- [DATA SHOWN]
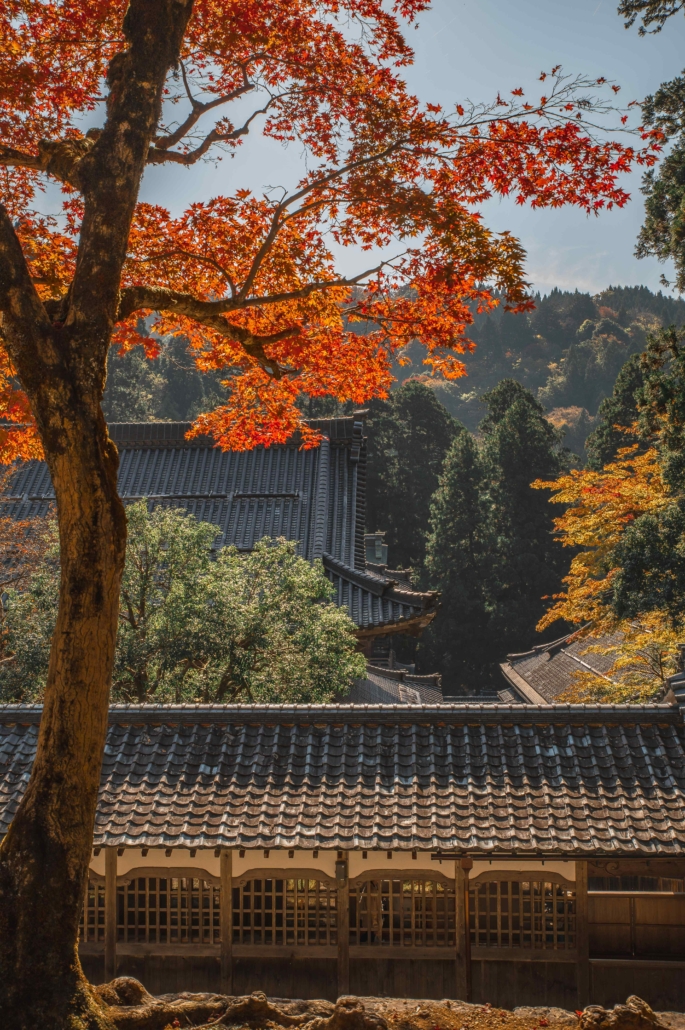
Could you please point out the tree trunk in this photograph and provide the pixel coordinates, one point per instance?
(45, 856)
(60, 353)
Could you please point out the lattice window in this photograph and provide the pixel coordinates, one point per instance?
(531, 914)
(168, 911)
(284, 912)
(418, 913)
(92, 925)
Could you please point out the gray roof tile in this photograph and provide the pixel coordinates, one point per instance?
(494, 779)
(315, 496)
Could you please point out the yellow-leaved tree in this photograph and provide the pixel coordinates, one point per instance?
(601, 508)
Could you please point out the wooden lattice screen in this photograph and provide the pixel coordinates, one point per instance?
(529, 914)
(284, 912)
(416, 913)
(168, 911)
(92, 925)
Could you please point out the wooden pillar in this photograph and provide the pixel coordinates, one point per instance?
(226, 918)
(110, 914)
(342, 878)
(582, 935)
(463, 934)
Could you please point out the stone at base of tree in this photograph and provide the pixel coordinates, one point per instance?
(348, 1014)
(130, 1006)
(635, 1015)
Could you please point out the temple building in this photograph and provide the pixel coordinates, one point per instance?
(518, 853)
(511, 854)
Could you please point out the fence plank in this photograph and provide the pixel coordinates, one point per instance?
(582, 935)
(226, 920)
(110, 913)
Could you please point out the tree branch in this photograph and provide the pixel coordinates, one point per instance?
(158, 156)
(27, 329)
(164, 142)
(110, 172)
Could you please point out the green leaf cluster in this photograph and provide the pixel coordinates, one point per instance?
(198, 623)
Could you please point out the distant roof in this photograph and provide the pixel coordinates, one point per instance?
(396, 686)
(542, 675)
(316, 496)
(554, 780)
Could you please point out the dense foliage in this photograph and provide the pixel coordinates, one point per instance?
(197, 625)
(409, 436)
(627, 518)
(568, 352)
(490, 550)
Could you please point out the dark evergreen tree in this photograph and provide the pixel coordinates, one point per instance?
(168, 387)
(409, 436)
(459, 560)
(491, 550)
(133, 387)
(519, 447)
(662, 234)
(617, 413)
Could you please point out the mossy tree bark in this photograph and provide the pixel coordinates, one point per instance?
(59, 350)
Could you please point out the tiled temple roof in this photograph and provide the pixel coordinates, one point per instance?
(316, 496)
(396, 686)
(541, 675)
(577, 781)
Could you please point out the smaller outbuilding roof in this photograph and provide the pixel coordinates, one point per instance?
(396, 686)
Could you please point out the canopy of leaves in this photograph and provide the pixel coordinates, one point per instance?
(651, 12)
(198, 625)
(250, 279)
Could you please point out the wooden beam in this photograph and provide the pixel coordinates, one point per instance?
(463, 933)
(110, 914)
(342, 879)
(226, 920)
(582, 935)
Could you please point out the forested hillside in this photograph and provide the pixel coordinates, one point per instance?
(568, 352)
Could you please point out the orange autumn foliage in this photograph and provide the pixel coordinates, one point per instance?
(252, 279)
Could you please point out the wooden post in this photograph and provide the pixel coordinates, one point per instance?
(463, 933)
(110, 914)
(226, 866)
(582, 935)
(342, 878)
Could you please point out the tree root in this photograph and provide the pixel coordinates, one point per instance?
(635, 1015)
(129, 1006)
(348, 1014)
(255, 1010)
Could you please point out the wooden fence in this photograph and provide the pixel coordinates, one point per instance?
(509, 938)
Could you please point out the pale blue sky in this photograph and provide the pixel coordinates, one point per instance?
(472, 49)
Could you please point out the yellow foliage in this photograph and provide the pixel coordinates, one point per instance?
(601, 506)
(644, 654)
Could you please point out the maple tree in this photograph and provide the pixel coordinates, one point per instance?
(624, 587)
(250, 279)
(602, 506)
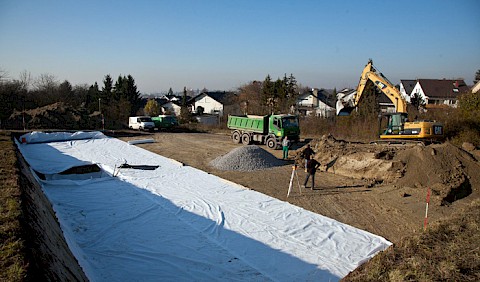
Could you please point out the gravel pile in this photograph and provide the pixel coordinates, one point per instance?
(246, 158)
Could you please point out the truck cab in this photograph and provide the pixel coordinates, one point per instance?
(284, 125)
(141, 123)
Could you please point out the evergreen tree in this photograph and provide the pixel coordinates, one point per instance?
(185, 115)
(477, 77)
(92, 100)
(268, 94)
(107, 89)
(132, 94)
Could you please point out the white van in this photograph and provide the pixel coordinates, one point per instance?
(141, 123)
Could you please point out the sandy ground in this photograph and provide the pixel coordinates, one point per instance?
(386, 209)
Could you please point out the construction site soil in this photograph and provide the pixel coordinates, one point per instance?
(375, 187)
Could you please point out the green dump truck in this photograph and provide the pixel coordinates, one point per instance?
(269, 130)
(165, 121)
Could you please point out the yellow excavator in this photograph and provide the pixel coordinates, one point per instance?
(398, 127)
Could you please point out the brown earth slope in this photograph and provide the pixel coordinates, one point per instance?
(376, 188)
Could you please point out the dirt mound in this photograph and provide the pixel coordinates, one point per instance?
(55, 116)
(246, 158)
(451, 172)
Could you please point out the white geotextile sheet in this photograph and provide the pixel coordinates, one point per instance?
(180, 223)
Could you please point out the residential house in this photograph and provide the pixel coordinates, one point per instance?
(439, 92)
(476, 87)
(315, 102)
(385, 104)
(171, 107)
(217, 103)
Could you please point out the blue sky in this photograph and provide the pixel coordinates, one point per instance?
(221, 44)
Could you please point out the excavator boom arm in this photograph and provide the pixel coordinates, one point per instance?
(370, 74)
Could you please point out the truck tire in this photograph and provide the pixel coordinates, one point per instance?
(245, 139)
(271, 143)
(236, 137)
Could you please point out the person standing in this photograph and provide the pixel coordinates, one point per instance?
(285, 146)
(312, 166)
(307, 155)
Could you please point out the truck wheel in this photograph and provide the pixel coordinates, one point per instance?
(246, 139)
(272, 143)
(236, 137)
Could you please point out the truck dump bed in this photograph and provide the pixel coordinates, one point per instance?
(258, 124)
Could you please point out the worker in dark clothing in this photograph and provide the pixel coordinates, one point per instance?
(307, 155)
(312, 166)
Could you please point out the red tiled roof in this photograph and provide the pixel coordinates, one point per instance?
(443, 88)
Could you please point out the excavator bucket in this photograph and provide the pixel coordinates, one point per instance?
(344, 108)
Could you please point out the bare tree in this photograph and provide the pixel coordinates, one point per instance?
(46, 82)
(25, 79)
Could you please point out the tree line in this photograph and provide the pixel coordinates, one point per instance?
(268, 96)
(113, 103)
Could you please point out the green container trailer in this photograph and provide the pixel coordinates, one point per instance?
(165, 121)
(269, 130)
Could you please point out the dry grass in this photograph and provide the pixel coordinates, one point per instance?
(12, 251)
(448, 251)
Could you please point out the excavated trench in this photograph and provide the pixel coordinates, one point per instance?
(50, 257)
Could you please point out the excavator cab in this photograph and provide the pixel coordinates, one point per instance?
(395, 123)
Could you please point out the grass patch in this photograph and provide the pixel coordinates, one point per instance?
(13, 266)
(448, 251)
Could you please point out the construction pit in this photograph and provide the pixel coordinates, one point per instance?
(379, 189)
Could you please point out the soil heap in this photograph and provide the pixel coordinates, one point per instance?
(246, 158)
(54, 116)
(450, 171)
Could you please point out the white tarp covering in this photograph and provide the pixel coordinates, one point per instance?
(180, 223)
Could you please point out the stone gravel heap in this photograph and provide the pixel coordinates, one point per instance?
(246, 158)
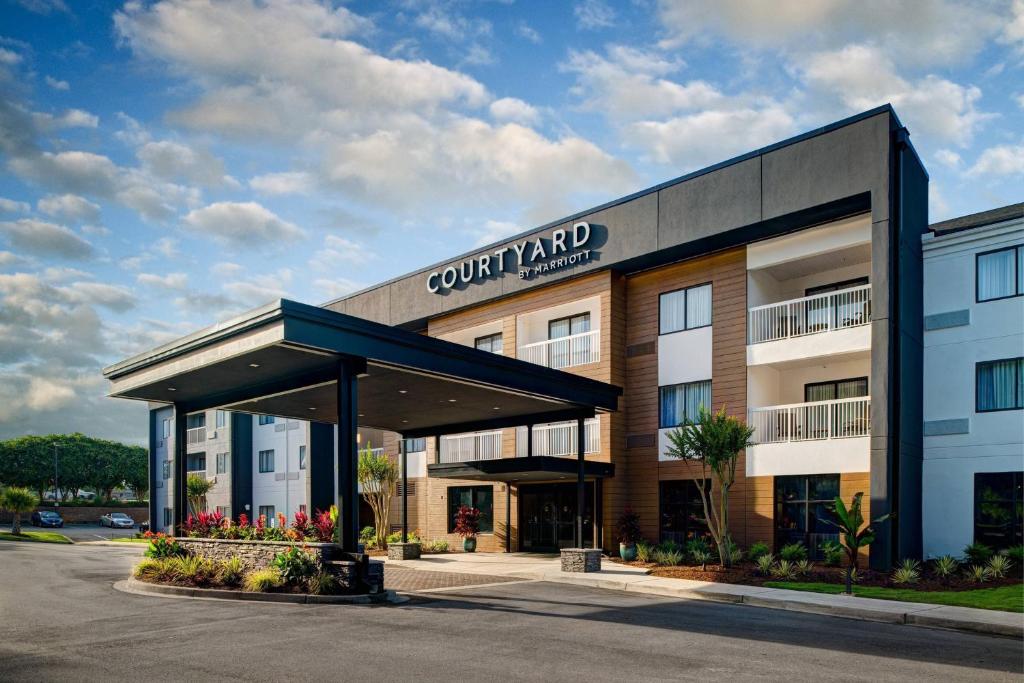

- [SHORT TASK] Rewrite the lines as a numbered list, from the line with "Could you please point out the bare" through the last line, and leave out any blank lines and the pictures.

- [ANSWER TO THE EXERCISE]
1. Could you please point out the bare tree in this photograph and provide the pixel coordinates, one point per instance?
2. (46, 82)
3. (25, 79)
4. Could you please point out the tree line in this photograph and provide the pixel coordinates, one point per instance?
5. (268, 96)
6. (113, 103)
7. Could you please point out the green container trailer in this photograph and provide the pixel coordinates, one point per instance?
8. (165, 121)
9. (269, 130)
10. Could you please point out the dry grass in this photograph and provide the pixel coordinates, one point per instance?
11. (12, 251)
12. (448, 251)
13. Could you please point out the excavated trench in this photograph and provide the pixel coordinates, one point per instance?
14. (50, 257)
15. Could you please point out the excavator cab in this photograph and provide the pixel coordinates, one point per instance?
16. (395, 123)
17. Could you please point out the grass patch in this photograph and provide the pixel coordinates, one point per instance?
18. (13, 266)
19. (448, 251)
20. Could you please point out the construction pit in this photograph and provide the pixel coordinates, one point per instance?
21. (379, 189)
22. Could you please point out the soil heap in this photograph and provide the pixel coordinates, one point per instance?
23. (246, 158)
24. (54, 116)
25. (450, 171)
26. Could you please point out the white tarp covering in this photograph and provide the pixel coordinates, one point per instance?
27. (180, 223)
28. Could you please point out the stone gravel heap in this photograph and provide the pixel coordinates, one point per instance?
29. (246, 158)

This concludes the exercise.